_WHAT YOU HAVE TO DO_:
Reproduce the listing exactly, so that no line differs from the original.
• • •
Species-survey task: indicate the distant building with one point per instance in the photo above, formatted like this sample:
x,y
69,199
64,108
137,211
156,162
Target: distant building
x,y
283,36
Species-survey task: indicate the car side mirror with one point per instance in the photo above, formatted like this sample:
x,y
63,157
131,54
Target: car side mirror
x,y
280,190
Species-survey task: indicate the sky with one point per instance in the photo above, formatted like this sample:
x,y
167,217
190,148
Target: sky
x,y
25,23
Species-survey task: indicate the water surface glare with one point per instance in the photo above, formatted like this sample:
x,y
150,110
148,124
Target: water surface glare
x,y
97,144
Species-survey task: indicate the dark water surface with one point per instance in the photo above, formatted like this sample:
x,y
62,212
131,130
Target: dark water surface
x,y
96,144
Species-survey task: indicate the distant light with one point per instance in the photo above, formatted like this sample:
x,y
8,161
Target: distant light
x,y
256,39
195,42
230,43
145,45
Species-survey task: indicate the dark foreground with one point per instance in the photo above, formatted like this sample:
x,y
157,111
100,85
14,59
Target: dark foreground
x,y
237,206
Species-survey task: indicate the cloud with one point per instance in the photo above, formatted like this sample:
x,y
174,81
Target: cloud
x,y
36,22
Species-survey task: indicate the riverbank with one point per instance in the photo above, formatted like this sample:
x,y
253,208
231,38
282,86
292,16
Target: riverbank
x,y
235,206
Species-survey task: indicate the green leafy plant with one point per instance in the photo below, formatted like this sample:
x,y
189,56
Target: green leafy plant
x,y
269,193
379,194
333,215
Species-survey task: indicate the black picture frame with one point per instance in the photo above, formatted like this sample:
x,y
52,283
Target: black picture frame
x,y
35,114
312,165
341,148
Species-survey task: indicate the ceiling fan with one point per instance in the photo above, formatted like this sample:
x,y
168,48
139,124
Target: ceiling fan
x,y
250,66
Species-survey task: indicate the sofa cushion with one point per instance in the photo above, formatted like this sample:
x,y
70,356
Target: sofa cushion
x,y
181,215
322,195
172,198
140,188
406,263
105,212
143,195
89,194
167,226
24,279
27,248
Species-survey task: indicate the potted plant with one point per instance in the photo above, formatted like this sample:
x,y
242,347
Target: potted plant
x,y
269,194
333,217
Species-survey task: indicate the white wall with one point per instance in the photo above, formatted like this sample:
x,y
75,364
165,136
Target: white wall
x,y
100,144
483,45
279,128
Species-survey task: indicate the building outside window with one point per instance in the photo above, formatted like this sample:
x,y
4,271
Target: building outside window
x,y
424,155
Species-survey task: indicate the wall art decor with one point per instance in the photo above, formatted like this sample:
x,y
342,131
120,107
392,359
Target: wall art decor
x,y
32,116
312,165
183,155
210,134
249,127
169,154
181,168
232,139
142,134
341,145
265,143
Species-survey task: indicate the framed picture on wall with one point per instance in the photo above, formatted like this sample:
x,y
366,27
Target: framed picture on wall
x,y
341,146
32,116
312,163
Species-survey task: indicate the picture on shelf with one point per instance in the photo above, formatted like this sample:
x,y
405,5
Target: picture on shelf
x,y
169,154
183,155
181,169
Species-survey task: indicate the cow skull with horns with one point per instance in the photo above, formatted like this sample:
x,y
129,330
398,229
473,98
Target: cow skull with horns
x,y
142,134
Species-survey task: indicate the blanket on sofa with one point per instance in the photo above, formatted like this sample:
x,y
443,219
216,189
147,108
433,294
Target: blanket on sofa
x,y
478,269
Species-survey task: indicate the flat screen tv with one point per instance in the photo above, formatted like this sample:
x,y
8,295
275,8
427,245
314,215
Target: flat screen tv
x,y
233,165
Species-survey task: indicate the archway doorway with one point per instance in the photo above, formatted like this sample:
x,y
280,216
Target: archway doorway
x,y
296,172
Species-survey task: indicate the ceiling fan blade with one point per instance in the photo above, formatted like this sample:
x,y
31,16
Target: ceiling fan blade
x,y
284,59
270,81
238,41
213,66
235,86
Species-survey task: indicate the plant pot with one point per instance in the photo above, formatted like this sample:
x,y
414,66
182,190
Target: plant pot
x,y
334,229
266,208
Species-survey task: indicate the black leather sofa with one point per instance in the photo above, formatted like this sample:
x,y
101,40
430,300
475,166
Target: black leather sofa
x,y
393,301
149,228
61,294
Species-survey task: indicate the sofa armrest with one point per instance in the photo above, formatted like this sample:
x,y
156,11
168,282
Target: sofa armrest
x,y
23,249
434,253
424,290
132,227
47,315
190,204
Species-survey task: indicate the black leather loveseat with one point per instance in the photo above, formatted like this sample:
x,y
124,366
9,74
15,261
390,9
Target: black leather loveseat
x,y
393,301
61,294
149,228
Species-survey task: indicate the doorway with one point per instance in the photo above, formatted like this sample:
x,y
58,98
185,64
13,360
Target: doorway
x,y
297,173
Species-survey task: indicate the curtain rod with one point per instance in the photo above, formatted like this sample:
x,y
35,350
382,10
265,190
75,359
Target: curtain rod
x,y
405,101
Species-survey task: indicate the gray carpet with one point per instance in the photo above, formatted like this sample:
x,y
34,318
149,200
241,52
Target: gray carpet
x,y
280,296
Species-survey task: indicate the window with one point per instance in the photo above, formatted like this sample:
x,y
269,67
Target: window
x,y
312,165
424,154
• • •
_RESULT OF THE TASK_:
Species-survey task: indicate the distant building with one point per instance in the photo above, formatted like this sample:
x,y
69,199
64,108
137,211
156,162
Target: distant building
x,y
283,36
Species-survey task: indicate the car side mirror with one point per instance in the photo above, formatted like this sample:
x,y
63,157
131,54
Target: car side mirror
x,y
280,190
Species-survey task: indicate the sky with one point per instance in the photo above, formatted like this sample:
x,y
167,217
190,148
Target: sky
x,y
25,23
Species-survey task: indicate the water surface glare with one point per instance in the photo above, formatted like this sample:
x,y
150,110
148,124
Target: water surface glare
x,y
97,144
Species-survey task: indicate the dark water surface with one point per instance in the photo above, formatted like this sample:
x,y
62,212
131,130
Target: dark water surface
x,y
96,144
Species-survey task: indicate the distant light with one point per instance in the photo above, formatted like this sample:
x,y
8,161
Target: distant light
x,y
256,39
195,42
230,43
145,45
Species-survey task: indicate the dark foreground with one point per instance in the photo above, formatted like this sample:
x,y
157,111
100,85
14,59
Target: dark foreground
x,y
237,206
Species-survey task: indicate the cloud with one point per instance in the photo above, formatted like this sample:
x,y
174,81
Target: cloud
x,y
36,22
Species-survey task: indicate the riverbank with one point per instance in the photo above, formatted like this sample:
x,y
253,208
231,38
282,86
292,16
Target: riverbank
x,y
235,206
Species-survey task: indicate the green leafy plant with one point per instance in the photo below, formatted like this sample:
x,y
189,56
Target: green leafy plant
x,y
269,193
379,194
333,215
Species-survey task: indicate the black picture frame with one point per instance in the photo above, formatted like this sample:
x,y
52,283
Target: black picture frame
x,y
35,114
312,165
341,148
Species-survey task: indicate the ceiling fan with one point per instance in the photo above, formatted like this sample:
x,y
168,48
139,124
Target: ceiling fan
x,y
250,66
Species-survey task: indicate the sofa cushion with one point per instance in the photo above, formatted like this sample:
x,y
70,356
Target: sofa cushion
x,y
181,215
322,195
172,198
140,188
406,263
105,212
143,195
89,194
167,226
24,279
27,248
Species-survey task: indicate the potted plant with one point per instance in the photo above, formatted like this sample:
x,y
242,347
Target: potted plant
x,y
269,194
333,217
Species-survey task: indicate the white wall with one point per instance in the photo above, formatted like this sample:
x,y
75,364
165,136
Target: white wall
x,y
100,144
483,45
279,128
Species-survey task: indicate the building outside window with one point per instance in the photo above, formatted like this sample:
x,y
4,271
Target: building outside window
x,y
424,155
Species-survey task: indicate the wall art decor with one point per instance in the photo above, formatted like this sample:
x,y
342,131
120,107
392,359
Target: wall art decor
x,y
32,116
312,165
183,155
210,134
249,127
169,154
181,168
232,139
142,134
341,145
265,143
Species-survey task: indicate the framed picture on wall with one point per instance in the photo above, formatted like this sample:
x,y
366,27
Target: framed picture on wall
x,y
341,146
32,116
312,163
Species-survey task: indicate the picture on shelf with one point per instance in the photo above, formatted like this sample:
x,y
405,5
Target: picture on shelf
x,y
169,154
183,155
181,169
Species-survey task: indicate the cow skull with horns with one point per instance in the photo above, formatted like this sample:
x,y
129,330
398,229
473,98
Target: cow skull with horns
x,y
142,134
Species-survey task: indicate the blanket on sofa with one point per instance in the photo above, formatted like this sample:
x,y
443,219
216,189
147,108
433,294
Target: blanket on sofa
x,y
478,269
Species-survey task: indicate the flat screen tv with one point per instance in the photo above, formatted like this sample:
x,y
8,295
275,8
427,245
314,215
Target: flat screen tv
x,y
233,165
Species-survey task: indicate the archway doorway with one point per instance in the photo above, formatted like this sample:
x,y
280,216
Target: archway doorway
x,y
296,172
Species-survey task: indicate the ceiling fan blade with one point per instance in the photo above, formatted like this sample:
x,y
31,16
Target: ceiling fan blade
x,y
284,59
270,81
238,41
213,66
235,86
Species-survey task: indicate the plant pot with one point per instance in the photo above, formatted like this sample:
x,y
414,66
182,190
Target: plant pot
x,y
334,229
266,208
Species-survey task: indicate the black leather sofa with one point per instance in the photo above, formatted like this sample:
x,y
101,40
430,300
475,166
Target: black leather sofa
x,y
393,301
149,228
61,294
Species-survey task: indicate the sofa armrest with one point per instance in the photo above, formatted like this sample:
x,y
156,11
168,282
Target: sofa armrest
x,y
23,249
434,253
424,290
132,227
47,315
190,204
Species-survey task: indicate the black leather loveseat with one point per instance in the photo above, formatted like this sample:
x,y
124,366
9,74
15,261
390,9
Target: black leather loveseat
x,y
393,301
61,294
149,228
Species-survey task: indicate the doorway with one point per instance in the photo above, formatted like this sample:
x,y
58,98
185,64
13,360
Target: doorway
x,y
297,173
Species-survey task: indicate the curtain rod with one point per instance in the photo above, formatted like this sample:
x,y
35,350
382,10
265,190
75,359
Target: curtain rod
x,y
405,101
Species-survey task: indicate the gray carpet with one point per instance in the photo above, formatted like this sample:
x,y
34,318
149,200
241,52
Target: gray carpet
x,y
280,296
Species-survey task: indicate the window with one point per instance in the photo above, formatted like this sample:
x,y
269,67
Target: window
x,y
312,165
424,154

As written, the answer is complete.